▶ [Aim of the task]
Reproduce word for word the passage of the banjo-pick post starting at "It fit perfectly." and ending at "again, better tone.".

▶ [Extract]
-- Opening Marker --
I picked up my banjo this morning to practice. Lately I’ve been working on speed, and correcting deficiencies in my technique that have crept in as a result of tension. The first thing that happened was my plastic thumb pick snapped in half when I put it on. With an irritated sound which could easily be mistaken for a cuss word, I found another thumb pick.
Now, get this. I have a good capacity to stick with things; bands (17 years with Alison Krauss and Union Station), marriage (20 year anniversary last year), a primarily raw food way of eating (seven years). That’s a good thing. But that capacity can also be misused; it can deteriorate into the realm of “It’s comfortable and familiar, so I’m sticking with it.”
That’s why I was irritated at my thumb pick. I hate changing picks; new picks take awhile to get used to. I use the same tortoiseshell guitar pick for month after month until it wears down; then I reshape it and use it more.
But I put on the new thumb pick. It wasn’t so bad. I played for a bit, and then thought, “What if I changed out my finger picks, too?” I play Scruggs-style banjo with the thumb and two fingers, using two metal finger picks and the plastic thumb pick, and for the past six months I’ve been using a modern pair. I dug into my cache of old National finger picks (probably from the 1940s-1960s) and found an unused pick for my middle finger.
It fit perfectly. I hit the string. Clang. The tone was remarkably better than the newer, more modern picks I’d been using, with a nice zing in the high-end,. So I put another old National on the other finger. Clang – again, better tone.
Well, that was even more annoying in a sense. Here I’d spent months with these modern finger picks with less tone simply because they were comfortable, and I was used to them. But they weren’t optimal.
How many things do I continue to think, or do, or say, or allow in my life because they’re more comfortable than change? How much of the world’s thinking has infected my own because it’s more comfortable than following Christ? How many things could I change with just the smallest adjustment?
Faith steps out of the comfort zone looking for “Optimal.” These picks will take a little getting used to. But faith says I can get used to them quickly, and the extra tone is worth it.
Winner of 147 Grammys (or so), Ron Block is the banjo-ninja portion of Alison Kraus and Union Station. When he's not laying down a bluegrass-style martial-arts whoopin' on audiences around the world, he's taking care of his donkey named "Trash" and keeping himself busy by being one of the most well-read and thoughtful people we know.
I make a similar noise that is so easily mistaken for a cuss word that my son often says, “Did you say a bad word?” Explain to a 4 year old how you didn’t because you only said the first and last consanant sounds (think, “Shhhhht”) and you begin to realize the absurdity of using this comfort noise that, ultimately, amounts to cussing. As they say, if it walks like a duck and quacks like a duck…
This week, we’ve had a lot of issues kind of explode simultaneously and my comfortable response is to start taking action just to look busy, wallow in the stress, freak out, cry, feel angry and scared, and basically lots of nonsense that has never led me to anywhere good. I’ve been preparing for this for a few months, now, but in practice, have not reacted as well as I’d hoped I would. I know it’s because I’ve still got roots in behaving familiarly. But I also see where I’m sprouting little branches of faith and trust that, in the past, weren’t there. That’s reassuring in itself because I know that’s where I want to be full time and to the Nth degree. Suddenly, something new feels comfortable because I can rest there.
-- Closing Marker --
▶ [Material provided]
-- Opening Marker --
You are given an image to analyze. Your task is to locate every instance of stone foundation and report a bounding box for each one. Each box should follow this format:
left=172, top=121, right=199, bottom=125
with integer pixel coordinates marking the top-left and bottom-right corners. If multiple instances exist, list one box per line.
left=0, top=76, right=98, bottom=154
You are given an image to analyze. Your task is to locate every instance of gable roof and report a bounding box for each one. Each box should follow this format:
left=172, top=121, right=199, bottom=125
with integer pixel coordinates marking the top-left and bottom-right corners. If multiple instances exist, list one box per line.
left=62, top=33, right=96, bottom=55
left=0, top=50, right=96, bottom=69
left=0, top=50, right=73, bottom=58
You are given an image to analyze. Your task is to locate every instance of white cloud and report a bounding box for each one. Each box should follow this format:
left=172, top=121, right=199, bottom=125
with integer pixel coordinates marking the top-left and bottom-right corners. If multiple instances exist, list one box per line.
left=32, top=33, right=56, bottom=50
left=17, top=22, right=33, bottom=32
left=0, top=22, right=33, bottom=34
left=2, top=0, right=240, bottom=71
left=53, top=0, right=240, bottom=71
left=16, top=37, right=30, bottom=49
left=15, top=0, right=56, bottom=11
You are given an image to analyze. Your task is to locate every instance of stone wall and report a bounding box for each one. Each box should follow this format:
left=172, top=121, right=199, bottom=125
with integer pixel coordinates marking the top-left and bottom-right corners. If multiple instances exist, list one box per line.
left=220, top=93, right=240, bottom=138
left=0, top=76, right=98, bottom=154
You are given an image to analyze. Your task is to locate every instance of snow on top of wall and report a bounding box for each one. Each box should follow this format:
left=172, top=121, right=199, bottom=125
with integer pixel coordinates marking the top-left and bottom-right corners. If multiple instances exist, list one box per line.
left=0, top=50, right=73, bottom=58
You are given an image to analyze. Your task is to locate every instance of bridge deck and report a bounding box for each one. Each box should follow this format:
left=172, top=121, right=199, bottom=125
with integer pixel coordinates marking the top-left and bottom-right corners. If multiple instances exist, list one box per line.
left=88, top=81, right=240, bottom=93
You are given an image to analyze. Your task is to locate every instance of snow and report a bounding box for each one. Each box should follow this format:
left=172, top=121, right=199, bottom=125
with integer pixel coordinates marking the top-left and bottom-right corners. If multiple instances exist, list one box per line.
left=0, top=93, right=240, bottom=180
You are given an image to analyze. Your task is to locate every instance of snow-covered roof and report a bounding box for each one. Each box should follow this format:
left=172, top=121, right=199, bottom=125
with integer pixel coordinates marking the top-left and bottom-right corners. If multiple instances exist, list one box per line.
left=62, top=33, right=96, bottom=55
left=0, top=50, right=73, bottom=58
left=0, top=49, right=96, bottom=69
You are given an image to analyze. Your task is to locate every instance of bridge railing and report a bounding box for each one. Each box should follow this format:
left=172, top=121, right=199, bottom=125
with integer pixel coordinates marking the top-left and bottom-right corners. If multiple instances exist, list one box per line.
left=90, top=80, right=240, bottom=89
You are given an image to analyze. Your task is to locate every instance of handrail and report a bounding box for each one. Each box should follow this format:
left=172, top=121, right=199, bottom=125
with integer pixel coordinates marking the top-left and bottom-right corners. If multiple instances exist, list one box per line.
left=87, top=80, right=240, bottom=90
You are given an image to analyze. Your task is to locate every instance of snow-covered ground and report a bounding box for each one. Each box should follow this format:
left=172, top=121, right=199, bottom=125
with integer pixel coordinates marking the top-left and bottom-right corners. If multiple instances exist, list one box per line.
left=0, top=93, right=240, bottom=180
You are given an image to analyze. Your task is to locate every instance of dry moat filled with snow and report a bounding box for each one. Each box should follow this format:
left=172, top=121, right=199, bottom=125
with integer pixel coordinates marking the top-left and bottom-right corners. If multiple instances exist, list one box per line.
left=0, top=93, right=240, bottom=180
-- Closing Marker --
▶ [Task answer]
It fit perfectly. I hit the string. Clang. The tone was remarkably better than the newer, more modern picks I’d been using, with a nice zing in the high-end,. So I put another old National on the other finger. Clang – again, better tone.